___ Dataset excerpts ___
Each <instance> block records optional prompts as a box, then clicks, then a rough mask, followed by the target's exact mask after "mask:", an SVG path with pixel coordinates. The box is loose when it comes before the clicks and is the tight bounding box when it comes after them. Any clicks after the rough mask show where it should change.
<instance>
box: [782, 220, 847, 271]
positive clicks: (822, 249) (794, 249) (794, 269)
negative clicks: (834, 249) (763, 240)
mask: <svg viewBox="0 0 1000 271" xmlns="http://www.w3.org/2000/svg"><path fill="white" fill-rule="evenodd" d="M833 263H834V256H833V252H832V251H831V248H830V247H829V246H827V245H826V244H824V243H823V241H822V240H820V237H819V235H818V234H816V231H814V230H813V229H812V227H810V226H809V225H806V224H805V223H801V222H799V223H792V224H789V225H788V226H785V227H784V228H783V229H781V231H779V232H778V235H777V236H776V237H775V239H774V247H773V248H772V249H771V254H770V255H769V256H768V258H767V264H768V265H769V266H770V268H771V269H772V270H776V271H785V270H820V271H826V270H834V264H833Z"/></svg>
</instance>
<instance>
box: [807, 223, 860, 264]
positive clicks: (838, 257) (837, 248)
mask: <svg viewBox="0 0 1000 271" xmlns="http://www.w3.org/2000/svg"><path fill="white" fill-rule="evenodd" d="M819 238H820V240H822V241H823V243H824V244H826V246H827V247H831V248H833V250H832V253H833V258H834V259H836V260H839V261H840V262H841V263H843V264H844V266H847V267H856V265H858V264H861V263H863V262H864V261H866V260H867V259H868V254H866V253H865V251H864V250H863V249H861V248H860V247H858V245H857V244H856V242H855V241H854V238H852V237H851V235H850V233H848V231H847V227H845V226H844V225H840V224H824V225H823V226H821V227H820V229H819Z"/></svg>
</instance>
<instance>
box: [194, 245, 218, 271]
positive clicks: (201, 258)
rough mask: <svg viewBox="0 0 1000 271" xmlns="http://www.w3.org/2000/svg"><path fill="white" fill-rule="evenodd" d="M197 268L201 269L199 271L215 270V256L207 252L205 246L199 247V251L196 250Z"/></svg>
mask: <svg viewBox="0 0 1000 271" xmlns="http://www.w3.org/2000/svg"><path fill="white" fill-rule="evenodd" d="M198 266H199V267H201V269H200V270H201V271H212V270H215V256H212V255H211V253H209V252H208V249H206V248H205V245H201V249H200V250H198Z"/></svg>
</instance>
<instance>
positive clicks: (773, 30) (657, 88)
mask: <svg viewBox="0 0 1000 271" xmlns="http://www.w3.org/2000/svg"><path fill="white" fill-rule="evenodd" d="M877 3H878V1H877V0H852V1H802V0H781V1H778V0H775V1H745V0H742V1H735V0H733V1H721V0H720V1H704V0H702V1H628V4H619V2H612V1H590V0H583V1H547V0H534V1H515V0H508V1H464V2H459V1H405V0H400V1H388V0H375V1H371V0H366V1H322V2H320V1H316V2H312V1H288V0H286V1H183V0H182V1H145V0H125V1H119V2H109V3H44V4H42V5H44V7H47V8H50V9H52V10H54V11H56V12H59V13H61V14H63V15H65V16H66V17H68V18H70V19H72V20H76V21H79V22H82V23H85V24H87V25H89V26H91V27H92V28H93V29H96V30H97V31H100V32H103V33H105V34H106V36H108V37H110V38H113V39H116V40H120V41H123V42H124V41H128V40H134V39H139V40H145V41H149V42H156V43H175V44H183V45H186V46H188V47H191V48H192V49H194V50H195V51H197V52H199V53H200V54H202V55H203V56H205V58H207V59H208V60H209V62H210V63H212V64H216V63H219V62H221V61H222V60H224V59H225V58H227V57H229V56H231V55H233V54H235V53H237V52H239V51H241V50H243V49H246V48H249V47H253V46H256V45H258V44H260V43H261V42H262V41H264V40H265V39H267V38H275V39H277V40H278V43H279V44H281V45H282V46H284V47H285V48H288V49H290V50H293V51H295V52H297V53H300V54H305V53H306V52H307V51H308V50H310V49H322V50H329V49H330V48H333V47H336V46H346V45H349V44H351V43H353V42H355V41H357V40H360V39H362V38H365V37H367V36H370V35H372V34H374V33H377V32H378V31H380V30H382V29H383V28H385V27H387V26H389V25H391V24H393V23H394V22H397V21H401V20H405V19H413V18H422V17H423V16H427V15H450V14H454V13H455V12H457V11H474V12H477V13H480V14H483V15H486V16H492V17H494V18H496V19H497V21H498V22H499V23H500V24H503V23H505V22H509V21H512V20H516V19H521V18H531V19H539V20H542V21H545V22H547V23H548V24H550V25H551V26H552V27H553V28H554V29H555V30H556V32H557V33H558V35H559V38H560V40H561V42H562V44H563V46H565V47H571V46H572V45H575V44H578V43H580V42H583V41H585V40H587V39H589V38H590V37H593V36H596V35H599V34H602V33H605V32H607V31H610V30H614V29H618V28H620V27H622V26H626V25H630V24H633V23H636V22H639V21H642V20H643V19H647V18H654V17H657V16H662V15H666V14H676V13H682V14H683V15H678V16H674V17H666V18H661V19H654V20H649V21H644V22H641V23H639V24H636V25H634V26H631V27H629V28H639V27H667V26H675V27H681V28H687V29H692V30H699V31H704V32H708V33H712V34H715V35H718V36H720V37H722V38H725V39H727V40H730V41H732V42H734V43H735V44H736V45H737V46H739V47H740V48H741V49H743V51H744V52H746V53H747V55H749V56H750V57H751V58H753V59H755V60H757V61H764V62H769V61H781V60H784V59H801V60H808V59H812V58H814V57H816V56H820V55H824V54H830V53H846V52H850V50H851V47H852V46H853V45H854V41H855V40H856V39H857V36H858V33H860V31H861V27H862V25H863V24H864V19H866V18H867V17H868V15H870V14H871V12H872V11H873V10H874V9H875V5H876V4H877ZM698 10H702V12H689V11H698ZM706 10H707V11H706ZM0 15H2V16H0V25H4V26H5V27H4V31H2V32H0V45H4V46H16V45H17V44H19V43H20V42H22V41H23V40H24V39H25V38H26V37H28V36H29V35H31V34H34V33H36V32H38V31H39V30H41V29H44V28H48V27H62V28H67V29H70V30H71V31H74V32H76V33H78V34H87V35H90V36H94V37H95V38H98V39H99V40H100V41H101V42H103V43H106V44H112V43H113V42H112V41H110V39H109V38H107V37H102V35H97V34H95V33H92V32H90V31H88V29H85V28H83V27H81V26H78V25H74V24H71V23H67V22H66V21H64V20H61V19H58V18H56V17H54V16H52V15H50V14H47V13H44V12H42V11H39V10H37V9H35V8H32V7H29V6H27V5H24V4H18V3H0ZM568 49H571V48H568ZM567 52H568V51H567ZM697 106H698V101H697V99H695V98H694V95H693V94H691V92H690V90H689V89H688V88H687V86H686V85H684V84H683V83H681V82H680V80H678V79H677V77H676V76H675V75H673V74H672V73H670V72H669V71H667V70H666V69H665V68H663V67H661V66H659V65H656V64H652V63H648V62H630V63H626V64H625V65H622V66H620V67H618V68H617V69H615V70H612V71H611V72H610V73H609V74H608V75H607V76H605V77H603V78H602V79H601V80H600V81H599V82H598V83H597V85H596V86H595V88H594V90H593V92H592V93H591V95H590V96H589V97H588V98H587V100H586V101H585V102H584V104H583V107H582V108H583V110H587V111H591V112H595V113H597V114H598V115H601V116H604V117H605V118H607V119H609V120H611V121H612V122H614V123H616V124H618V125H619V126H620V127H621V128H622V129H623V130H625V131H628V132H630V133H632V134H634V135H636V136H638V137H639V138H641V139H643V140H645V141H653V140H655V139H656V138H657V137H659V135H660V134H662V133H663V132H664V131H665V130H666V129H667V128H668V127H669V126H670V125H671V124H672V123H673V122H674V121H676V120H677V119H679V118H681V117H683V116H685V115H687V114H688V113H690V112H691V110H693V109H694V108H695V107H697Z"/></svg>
___
Copy out the records once more. Match them exactly.

__Response to this exercise__
Each <instance> block records optional prompts as a box, then clicks, then a rough mask, followed by the target's exact mask after "mask:", an SVG path with pixel coordinates. The box is loose when it comes before the clicks and is the tight bounding box when it comes after them. Any clicks after the rough mask show where it should change.
<instance>
box: [782, 220, 847, 271]
positive clicks: (822, 249) (794, 249) (794, 269)
negative clicks: (834, 249) (763, 240)
mask: <svg viewBox="0 0 1000 271" xmlns="http://www.w3.org/2000/svg"><path fill="white" fill-rule="evenodd" d="M833 263H834V256H833V252H832V251H831V248H830V247H829V246H827V245H826V244H824V243H823V241H822V240H820V237H819V235H818V234H816V231H814V230H813V229H812V227H810V226H809V225H806V224H805V223H801V222H799V223H792V224H789V225H788V226H785V227H784V228H783V229H781V231H779V232H778V235H777V236H776V237H775V239H774V247H773V248H772V249H771V254H770V255H769V256H768V258H767V264H768V265H769V266H770V268H771V269H772V270H776V271H785V270H820V271H826V270H834V264H833Z"/></svg>
</instance>
<instance>
box: [807, 223, 860, 264]
positive clicks: (838, 257) (837, 248)
mask: <svg viewBox="0 0 1000 271" xmlns="http://www.w3.org/2000/svg"><path fill="white" fill-rule="evenodd" d="M819 238H820V240H822V241H823V243H824V244H826V246H827V247H831V248H833V250H832V253H833V258H834V259H836V260H839V261H840V262H841V263H843V264H844V266H847V267H856V265H858V264H861V263H863V262H864V261H866V260H867V259H868V254H866V253H865V251H864V250H863V249H861V248H860V247H858V245H857V244H856V242H855V241H854V238H852V237H851V235H850V233H848V231H847V227H845V226H844V225H840V224H824V225H823V226H821V227H820V229H819Z"/></svg>
</instance>
<instance>
box: [194, 245, 218, 271]
positive clicks: (201, 258)
rough mask: <svg viewBox="0 0 1000 271" xmlns="http://www.w3.org/2000/svg"><path fill="white" fill-rule="evenodd" d="M197 268L201 269L199 271L215 270V256L207 252L205 246L199 247V251L196 250Z"/></svg>
mask: <svg viewBox="0 0 1000 271" xmlns="http://www.w3.org/2000/svg"><path fill="white" fill-rule="evenodd" d="M198 266H199V267H201V269H200V270H201V271H212V270H215V256H212V255H211V253H209V252H208V249H206V248H205V245H201V249H200V250H198Z"/></svg>
</instance>
<instance>
positive clicks: (773, 30) (657, 88)
mask: <svg viewBox="0 0 1000 271" xmlns="http://www.w3.org/2000/svg"><path fill="white" fill-rule="evenodd" d="M877 3H878V1H877V0H852V1H802V0H781V1H778V0H775V1H745V0H742V1H735V0H733V1H721V0H720V1H704V0H702V1H628V4H619V2H612V1H590V0H583V1H547V0H534V1H515V0H508V1H464V2H459V1H405V0H400V1H388V0H375V1H371V0H366V1H322V2H320V1H316V2H312V1H288V0H286V1H183V0H182V1H145V0H125V1H119V2H109V3H44V4H42V5H44V7H47V8H50V9H52V10H54V11H56V12H59V13H61V14H63V15H65V16H66V17H68V18H70V19H72V20H76V21H79V22H82V23H85V24H87V25H89V26H91V27H92V28H93V29H96V30H97V31H100V32H103V33H105V34H106V36H108V37H110V38H113V39H116V40H120V41H123V42H124V41H128V40H134V39H139V40H145V41H149V42H156V43H175V44H183V45H186V46H188V47H191V48H192V49H194V50H195V51H197V52H199V53H200V54H202V55H203V56H205V58H207V59H208V60H209V62H210V63H212V64H216V63H219V62H221V61H222V60H224V59H225V58H227V57H229V56H231V55H233V54H235V53H237V52H239V51H241V50H243V49H246V48H249V47H253V46H256V45H258V44H260V43H261V42H262V41H264V40H265V39H267V38H275V39H277V40H278V43H279V44H281V45H282V46H284V47H285V48H288V49H290V50H293V51H295V52H297V53H300V54H305V53H306V52H307V51H308V50H310V49H322V50H329V49H330V48H333V47H336V46H346V45H349V44H351V43H353V42H355V41H357V40H360V39H362V38H365V37H367V36H370V35H372V34H374V33H377V32H378V31H380V30H382V29H383V28H385V27H387V26H389V25H391V24H393V23H394V22H397V21H401V20H405V19H413V18H422V17H423V16H427V15H450V14H454V13H455V12H457V11H474V12H477V13H480V14H483V15H486V16H492V17H494V18H496V19H497V21H498V22H499V23H500V24H503V23H505V22H509V21H512V20H516V19H521V18H531V19H539V20H542V21H545V22H547V23H548V24H550V25H551V26H552V27H553V28H554V29H555V30H556V32H557V33H558V35H559V38H560V40H561V42H562V44H563V46H565V47H571V46H572V45H575V44H578V43H580V42H583V41H585V40H587V39H589V38H590V37H593V36H596V35H599V34H602V33H605V32H607V31H610V30H614V29H618V28H620V27H622V26H626V25H630V24H633V23H636V22H639V21H642V20H643V19H647V18H654V17H657V16H662V15H666V14H676V13H682V14H683V15H678V16H674V17H666V18H661V19H654V20H649V21H644V22H641V23H639V24H636V25H634V26H631V27H629V28H639V27H667V26H675V27H681V28H687V29H692V30H699V31H704V32H708V33H712V34H715V35H718V36H720V37H722V38H725V39H727V40H730V41H732V42H734V43H735V44H736V45H737V46H739V47H740V48H741V49H743V51H744V52H746V53H747V55H749V56H750V57H751V58H753V59H755V60H757V61H764V62H769V61H781V60H784V59H801V60H808V59H812V58H814V57H816V56H820V55H824V54H830V53H846V52H850V50H851V47H852V46H853V45H854V41H855V40H856V39H857V36H858V33H860V31H861V27H862V25H863V24H864V19H866V18H867V17H868V15H870V14H871V12H872V11H873V10H874V9H875V5H876V4H877ZM698 10H702V12H689V11H698ZM706 10H707V11H706ZM0 15H2V16H0V25H4V26H5V27H4V31H2V32H0V45H4V46H16V45H17V44H19V43H20V42H22V41H23V40H24V39H25V38H26V37H28V36H29V35H31V34H34V33H36V32H38V31H39V30H41V29H44V28H48V27H62V28H67V29H70V30H71V31H74V32H76V33H78V34H87V35H90V36H94V37H95V38H98V39H99V40H100V41H101V42H103V43H106V44H112V43H113V42H112V41H110V39H109V38H107V37H102V35H97V34H95V33H92V32H90V31H88V29H85V28H83V27H81V26H78V25H74V24H71V23H67V22H66V21H64V20H61V19H58V18H56V17H54V16H52V15H50V14H47V13H44V12H42V11H39V10H37V9H35V8H32V7H29V6H27V5H24V4H18V3H0ZM568 49H571V48H568ZM567 52H568V51H567ZM697 106H698V101H697V99H695V98H694V95H693V94H691V92H690V90H689V89H688V88H687V86H686V85H684V84H683V83H681V82H680V80H678V79H677V77H676V76H675V75H673V74H672V73H670V72H669V71H667V70H666V69H665V68H663V67H661V66H659V65H656V64H652V63H648V62H630V63H626V64H625V65H622V66H620V67H618V68H617V69H615V70H612V71H611V72H610V73H609V74H608V75H607V76H605V77H603V78H602V79H601V80H600V81H599V82H598V83H597V85H596V86H595V88H594V90H593V92H592V93H591V95H590V96H589V97H588V98H587V100H586V101H585V102H584V104H583V107H582V108H583V110H587V111H591V112H595V113H597V114H598V115H601V116H604V117H605V118H607V119H609V120H611V121H612V122H614V123H616V124H618V125H619V126H620V127H621V128H622V129H623V130H625V131H628V132H630V133H632V134H634V135H636V136H638V137H639V138H641V139H643V140H645V141H653V140H655V139H656V138H657V137H659V135H660V134H662V133H663V132H664V131H665V130H666V129H667V128H668V127H669V126H670V125H671V124H672V123H673V122H674V121H676V120H677V119H679V118H681V117H683V116H685V115H687V114H688V113H690V112H691V110H693V109H694V108H695V107H697Z"/></svg>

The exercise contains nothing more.